Task instructions: Produce an exact copy of the lines from the line that contains "Request = tag one keypoint per instance of the red" to the end of the listing below.

Labeled-object pointing entries:
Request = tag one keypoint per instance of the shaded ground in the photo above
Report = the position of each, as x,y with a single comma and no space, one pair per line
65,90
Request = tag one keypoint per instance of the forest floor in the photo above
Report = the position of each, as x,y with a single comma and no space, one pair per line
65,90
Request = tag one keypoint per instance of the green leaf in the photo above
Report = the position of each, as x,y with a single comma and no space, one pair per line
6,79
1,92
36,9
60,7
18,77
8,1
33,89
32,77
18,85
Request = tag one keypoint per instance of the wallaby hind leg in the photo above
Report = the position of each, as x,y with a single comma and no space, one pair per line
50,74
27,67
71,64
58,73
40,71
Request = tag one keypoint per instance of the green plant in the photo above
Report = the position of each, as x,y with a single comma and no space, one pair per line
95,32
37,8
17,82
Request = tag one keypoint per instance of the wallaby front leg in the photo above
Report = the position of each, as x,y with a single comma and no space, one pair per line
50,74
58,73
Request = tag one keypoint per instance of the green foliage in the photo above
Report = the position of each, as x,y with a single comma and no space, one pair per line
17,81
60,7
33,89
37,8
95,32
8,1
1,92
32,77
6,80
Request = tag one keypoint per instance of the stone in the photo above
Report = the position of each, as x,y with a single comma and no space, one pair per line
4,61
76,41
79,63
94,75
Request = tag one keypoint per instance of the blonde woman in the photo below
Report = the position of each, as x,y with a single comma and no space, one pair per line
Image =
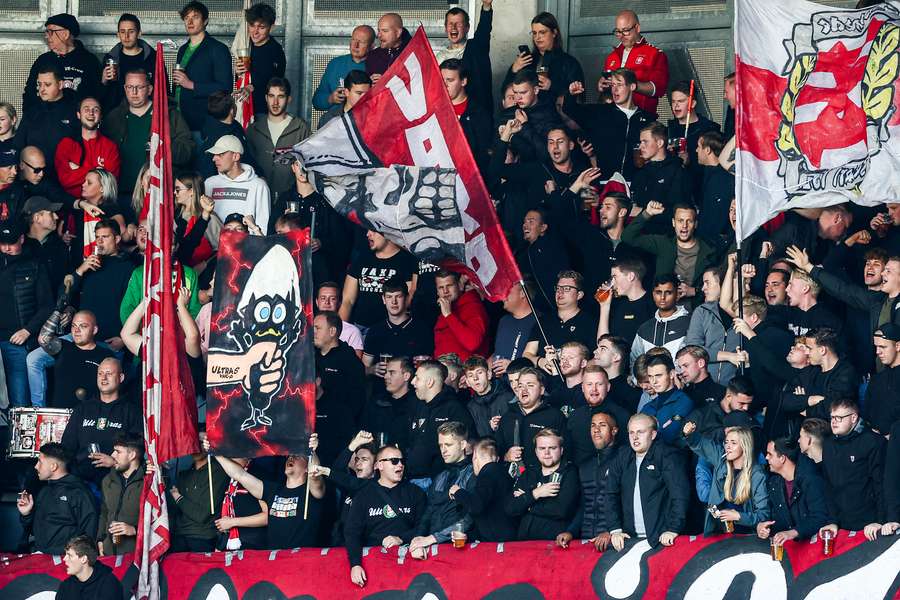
198,225
738,487
98,201
8,121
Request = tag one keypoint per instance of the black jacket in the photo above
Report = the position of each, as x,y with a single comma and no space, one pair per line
486,504
853,467
664,181
101,585
63,509
367,524
544,518
594,474
613,134
665,492
98,422
79,67
210,70
384,414
25,295
423,458
443,514
542,417
477,61
484,408
45,124
807,512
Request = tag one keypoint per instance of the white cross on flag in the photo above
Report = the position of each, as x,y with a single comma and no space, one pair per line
817,119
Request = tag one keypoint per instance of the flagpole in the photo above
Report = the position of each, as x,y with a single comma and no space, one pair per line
537,320
212,508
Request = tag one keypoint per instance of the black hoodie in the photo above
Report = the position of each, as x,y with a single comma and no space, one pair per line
99,422
63,509
545,518
369,522
853,466
663,181
79,67
423,457
101,585
542,417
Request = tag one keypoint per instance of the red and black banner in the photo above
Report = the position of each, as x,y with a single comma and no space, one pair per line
260,373
694,569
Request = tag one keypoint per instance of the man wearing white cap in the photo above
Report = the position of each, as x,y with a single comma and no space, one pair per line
237,188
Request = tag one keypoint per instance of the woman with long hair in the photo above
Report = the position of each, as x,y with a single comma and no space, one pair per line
738,492
554,67
98,200
197,224
9,118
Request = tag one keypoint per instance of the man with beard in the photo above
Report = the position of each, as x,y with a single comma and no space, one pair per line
75,156
385,513
530,415
593,399
593,473
684,254
490,399
541,256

Complete output:
Request = tag one keypoint per instance of the red and black banner in the photo above
Report = the position of each, as x,y with a single comma and no space, one pair per line
260,373
694,569
Request = tag one keypoint per instance of the man wearing white cap in the photo above
Report = the position of each, as x,y with a single comma and no space, one pair per line
237,188
Request = tag one keypoint per instance of the woman with long hair in the photo above
Report = the position of each, as x,y with a single comma and no space, one pair per line
738,492
554,67
98,200
197,224
9,118
Request = tag one keypoint per instance of the man with beard in the photo above
Report = the position of each, as x,y with a single comma and no space, one pair per line
75,156
385,513
530,415
593,399
593,473
684,254
490,399
541,256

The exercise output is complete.